* **Text segment**:
▬▬▬▬▬▬

My exclusive interview with Seattle’s hottest Independent Artist – RONNUE

Seattle-based singer and songwriter Ronnue has been writing and producing music since he was a mere twelve years old. An unpredictable and at times challenging life eventually brought him into the studio environment, a second home of sorts, and in 2019, he exploded out of relative obscurity to become one of the most talked-about indie artists in his scene. The buzz came largely on the strength of his Indieshark Album of the Year Award-winning LP Introduction 2 Retro-Funk, which spawned a pair of singles in “Something About U” and “Be Your Freak” that have generated continued chart success and critical accolades for his brand since the start of 2020.

Ronnue is an artist who, by his own admission, refuses to be defined by genre parameters – in fact, he’s gone out of his way to distinguish his sound as being as independent from mainstream labels as possible. Remixes of his sleeper-hit single “Be Your Freak” have drawn influence from New Orleans bounce music, cerebral west coast house beats and eclectic modern R&B, and with his next album rumored to be a more pop-influenced affair, one can’t help but wonder what sort of sonic indulgences this acclaimed player has in store for us next. Having come to know Ronnue’s vibrant collection of versatile harmonies quite well in the past year, I was more than pleased at the opportunity to sit down with him in Seattle for a discussion on what his past, present and future artistry is going to look and sound like just recently.

Below, you’ll find the exclusive interview I conducted with him – which, in all honesty, felt more like a conversation with a fellow music enthusiast than it did anything else. – Cyrus Rhodes

2019 has been a marquee year for you. So what lies ahead in 2020?  

All the years of hard work is starting to finally pay off, 2019 was a great year for me and 2020 is starting off even better! I’ve charted on several different Indie charts, won awards and continue to get favorable reviews from critics and bloggers.

I know that you started out producing and managing , what made you come from behind the scene and step in front of that mic ?

That’s a great question. Singing lead on my debut album “Introduction 2 Retro – Funk” was not planned, initially it was an album written and produced by Roc Phizzle (co-producer/cousin) and myself. The plan was to invite our friends to sing lead. However, after recording the first track Roc Phizzle stated to me “you don’t need anybody to sing lead, you do it!” I had tried to explain that I was not a vocalist, I’m a producer and manager and had always been behind the scenes, writing and producing the songs and pushing the artists and groups. I enjoyed making the connections and putting a team together to create magic. I do believe that all producers deep down inside have an inner Super Star screaming to be let out. Roc looked at me and said, “Well now you are a singer” and so, began our project. When I was 17, I dove completely into producing and managing music. I could not only write and produce the music, but I was business savvy and had the gift of gab. I believe that if doors weren’t opened for me, I would build my own house. Instead of trying to get my artists into showcases, I produced my own. Instead of running after major record companies and begging them to sign me, I created my own label “Nue Avenues Entertainment.” I started working at the only Black owned radio station in Seattle KRIZ. With the help from one of my mentors Frank Barrow I learned how to navigate the radio and radio production. I learned how to produce local TV shows, then I went to school for media and film production.

▬▬▬▬▬▬

* **Data extract**:
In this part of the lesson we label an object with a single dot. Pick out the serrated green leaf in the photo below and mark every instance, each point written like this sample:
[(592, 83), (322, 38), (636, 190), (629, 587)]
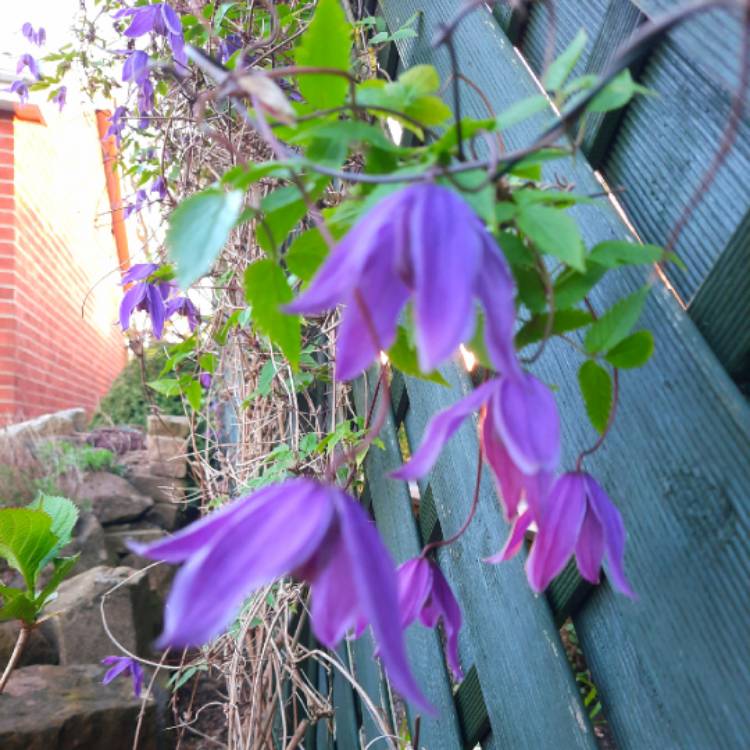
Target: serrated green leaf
[(562, 67), (326, 43), (616, 323), (554, 233), (198, 230), (596, 389), (564, 320), (266, 288), (616, 253), (404, 357), (633, 351), (26, 540)]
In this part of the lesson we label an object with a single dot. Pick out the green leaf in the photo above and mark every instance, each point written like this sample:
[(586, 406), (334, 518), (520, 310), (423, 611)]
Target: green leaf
[(62, 566), (404, 357), (266, 288), (562, 67), (564, 320), (26, 540), (64, 514), (326, 43), (616, 323), (633, 351), (596, 389), (554, 233), (616, 253), (198, 230), (306, 254)]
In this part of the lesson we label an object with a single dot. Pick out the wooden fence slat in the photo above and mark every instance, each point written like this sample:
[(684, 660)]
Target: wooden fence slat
[(528, 688), (391, 506), (677, 463)]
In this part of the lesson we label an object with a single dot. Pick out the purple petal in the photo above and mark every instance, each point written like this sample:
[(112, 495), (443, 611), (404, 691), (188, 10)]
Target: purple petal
[(444, 279), (443, 604), (515, 539), (614, 534), (440, 429), (558, 530), (360, 340), (414, 586), (374, 580), (525, 416), (496, 291), (246, 554), (131, 299)]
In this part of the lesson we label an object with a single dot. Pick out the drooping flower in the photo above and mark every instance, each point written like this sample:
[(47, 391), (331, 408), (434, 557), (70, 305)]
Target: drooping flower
[(520, 437), (422, 243), (61, 97), (145, 296), (35, 37), (20, 89), (28, 61), (158, 18), (424, 594), (328, 541), (123, 665), (577, 518), (117, 123), (183, 306)]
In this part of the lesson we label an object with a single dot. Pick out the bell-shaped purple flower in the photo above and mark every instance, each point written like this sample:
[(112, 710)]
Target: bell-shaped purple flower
[(123, 665), (577, 517), (312, 531), (520, 437), (422, 243), (424, 594)]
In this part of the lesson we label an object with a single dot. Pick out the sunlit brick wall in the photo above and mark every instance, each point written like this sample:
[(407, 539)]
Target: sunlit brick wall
[(60, 346)]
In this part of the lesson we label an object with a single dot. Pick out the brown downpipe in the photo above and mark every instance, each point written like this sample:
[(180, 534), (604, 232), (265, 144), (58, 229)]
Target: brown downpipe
[(109, 157)]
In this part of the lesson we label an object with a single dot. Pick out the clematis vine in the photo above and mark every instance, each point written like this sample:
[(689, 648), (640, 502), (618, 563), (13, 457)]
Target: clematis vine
[(329, 542), (424, 594), (121, 665), (424, 244)]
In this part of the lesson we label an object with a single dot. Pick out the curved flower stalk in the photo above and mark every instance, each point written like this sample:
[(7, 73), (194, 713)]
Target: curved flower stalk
[(424, 594), (328, 542), (423, 244), (122, 665)]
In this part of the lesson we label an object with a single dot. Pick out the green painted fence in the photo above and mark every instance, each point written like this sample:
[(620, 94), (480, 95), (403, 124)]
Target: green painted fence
[(672, 668)]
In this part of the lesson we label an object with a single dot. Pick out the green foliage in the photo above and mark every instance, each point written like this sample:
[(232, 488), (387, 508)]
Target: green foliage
[(127, 402), (198, 229), (327, 43)]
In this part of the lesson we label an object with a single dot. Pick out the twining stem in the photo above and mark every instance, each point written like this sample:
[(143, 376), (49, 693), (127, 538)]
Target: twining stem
[(23, 637)]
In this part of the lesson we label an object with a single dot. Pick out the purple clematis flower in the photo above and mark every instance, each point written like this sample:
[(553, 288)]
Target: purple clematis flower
[(328, 541), (577, 517), (123, 665), (183, 306), (35, 37), (424, 243), (425, 594), (158, 18), (20, 89), (61, 97), (520, 437), (117, 123), (28, 61), (145, 296)]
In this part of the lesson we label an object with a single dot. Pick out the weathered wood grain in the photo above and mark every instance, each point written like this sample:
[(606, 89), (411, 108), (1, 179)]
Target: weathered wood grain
[(677, 463)]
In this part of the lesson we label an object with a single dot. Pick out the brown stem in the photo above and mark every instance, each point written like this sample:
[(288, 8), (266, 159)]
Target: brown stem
[(23, 637)]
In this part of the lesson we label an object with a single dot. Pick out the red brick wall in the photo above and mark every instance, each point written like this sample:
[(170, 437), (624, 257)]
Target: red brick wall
[(60, 345)]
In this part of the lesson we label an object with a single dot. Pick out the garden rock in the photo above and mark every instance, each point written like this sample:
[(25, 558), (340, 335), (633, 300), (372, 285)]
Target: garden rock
[(112, 498), (168, 426), (48, 707), (39, 648), (76, 626)]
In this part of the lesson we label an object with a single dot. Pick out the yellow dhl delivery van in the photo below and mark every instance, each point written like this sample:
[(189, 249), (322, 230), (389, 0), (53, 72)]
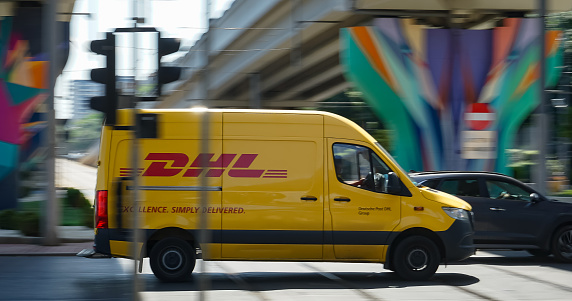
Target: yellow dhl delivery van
[(282, 186)]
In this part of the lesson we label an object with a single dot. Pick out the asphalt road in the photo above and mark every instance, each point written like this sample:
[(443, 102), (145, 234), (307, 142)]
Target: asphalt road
[(70, 173), (487, 276)]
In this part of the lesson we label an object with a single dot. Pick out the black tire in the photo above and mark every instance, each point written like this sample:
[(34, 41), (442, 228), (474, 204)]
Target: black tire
[(416, 258), (562, 244), (539, 252), (172, 260)]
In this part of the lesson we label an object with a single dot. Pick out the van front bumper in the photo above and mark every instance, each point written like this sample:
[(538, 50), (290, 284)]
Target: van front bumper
[(458, 241)]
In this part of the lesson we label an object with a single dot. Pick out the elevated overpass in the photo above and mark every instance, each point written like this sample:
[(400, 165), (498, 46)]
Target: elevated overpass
[(285, 53)]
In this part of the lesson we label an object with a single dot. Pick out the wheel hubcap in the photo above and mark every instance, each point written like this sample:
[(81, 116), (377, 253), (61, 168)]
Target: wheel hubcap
[(418, 259), (565, 244), (172, 259)]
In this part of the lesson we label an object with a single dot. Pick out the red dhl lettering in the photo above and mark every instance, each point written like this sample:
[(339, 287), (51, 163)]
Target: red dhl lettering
[(172, 164)]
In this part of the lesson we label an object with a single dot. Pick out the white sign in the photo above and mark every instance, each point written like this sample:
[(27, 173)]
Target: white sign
[(479, 144)]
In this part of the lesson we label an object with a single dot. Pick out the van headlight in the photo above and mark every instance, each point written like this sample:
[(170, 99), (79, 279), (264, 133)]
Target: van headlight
[(457, 213)]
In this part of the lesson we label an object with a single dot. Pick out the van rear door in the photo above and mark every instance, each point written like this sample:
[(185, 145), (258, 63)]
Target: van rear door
[(273, 191)]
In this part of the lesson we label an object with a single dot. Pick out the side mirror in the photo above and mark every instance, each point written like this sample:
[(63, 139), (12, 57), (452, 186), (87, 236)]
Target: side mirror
[(534, 197), (393, 183)]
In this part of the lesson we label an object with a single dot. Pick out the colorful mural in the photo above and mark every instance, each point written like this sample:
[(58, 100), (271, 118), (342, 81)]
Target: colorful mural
[(23, 84), (453, 98)]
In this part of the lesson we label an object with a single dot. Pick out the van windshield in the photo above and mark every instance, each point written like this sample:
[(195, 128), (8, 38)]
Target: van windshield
[(389, 157)]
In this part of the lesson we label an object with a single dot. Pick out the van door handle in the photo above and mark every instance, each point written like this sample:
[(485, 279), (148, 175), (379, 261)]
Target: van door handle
[(342, 199)]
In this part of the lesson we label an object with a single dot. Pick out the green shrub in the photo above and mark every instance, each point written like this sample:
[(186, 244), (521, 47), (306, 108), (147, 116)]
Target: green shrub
[(8, 219), (29, 223)]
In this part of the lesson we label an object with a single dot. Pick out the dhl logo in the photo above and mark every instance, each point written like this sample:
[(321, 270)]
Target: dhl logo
[(172, 164)]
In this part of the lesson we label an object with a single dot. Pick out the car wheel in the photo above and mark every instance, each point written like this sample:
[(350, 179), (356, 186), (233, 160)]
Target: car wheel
[(172, 260), (562, 244), (416, 258), (539, 252)]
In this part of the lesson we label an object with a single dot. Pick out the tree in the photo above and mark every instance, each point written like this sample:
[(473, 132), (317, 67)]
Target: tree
[(85, 132)]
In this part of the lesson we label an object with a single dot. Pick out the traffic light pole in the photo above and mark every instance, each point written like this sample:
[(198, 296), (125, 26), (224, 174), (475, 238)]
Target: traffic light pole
[(50, 216), (541, 118), (135, 250)]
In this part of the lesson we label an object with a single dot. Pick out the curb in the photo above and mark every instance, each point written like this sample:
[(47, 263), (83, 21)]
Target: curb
[(55, 254)]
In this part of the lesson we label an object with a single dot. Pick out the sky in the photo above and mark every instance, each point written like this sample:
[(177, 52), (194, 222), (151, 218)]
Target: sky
[(183, 19)]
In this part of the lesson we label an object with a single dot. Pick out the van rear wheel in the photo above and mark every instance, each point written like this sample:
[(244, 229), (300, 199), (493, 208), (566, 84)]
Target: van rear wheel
[(562, 244), (172, 260), (416, 258)]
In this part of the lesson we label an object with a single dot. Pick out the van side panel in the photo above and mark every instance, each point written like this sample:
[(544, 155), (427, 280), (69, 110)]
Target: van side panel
[(170, 184), (277, 188)]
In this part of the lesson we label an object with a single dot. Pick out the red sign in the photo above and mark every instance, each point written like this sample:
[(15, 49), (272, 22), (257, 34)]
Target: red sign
[(479, 116)]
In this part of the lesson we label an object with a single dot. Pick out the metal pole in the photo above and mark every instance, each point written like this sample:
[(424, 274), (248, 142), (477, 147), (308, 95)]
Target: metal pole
[(50, 218), (204, 235), (135, 250), (255, 100), (541, 117)]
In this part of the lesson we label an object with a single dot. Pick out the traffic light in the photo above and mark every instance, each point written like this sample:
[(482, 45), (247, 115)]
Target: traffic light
[(108, 103), (167, 74)]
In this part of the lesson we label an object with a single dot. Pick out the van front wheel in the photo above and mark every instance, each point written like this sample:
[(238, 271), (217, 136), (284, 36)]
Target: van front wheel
[(172, 260), (416, 258)]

▬▬▬▬▬▬

In the Ronnue interview, what is the name of the record label Ronnue created? Rely on the Ronnue interview alone, not on the rows.

* **Answer to the task**: Nue Avenues Entertainment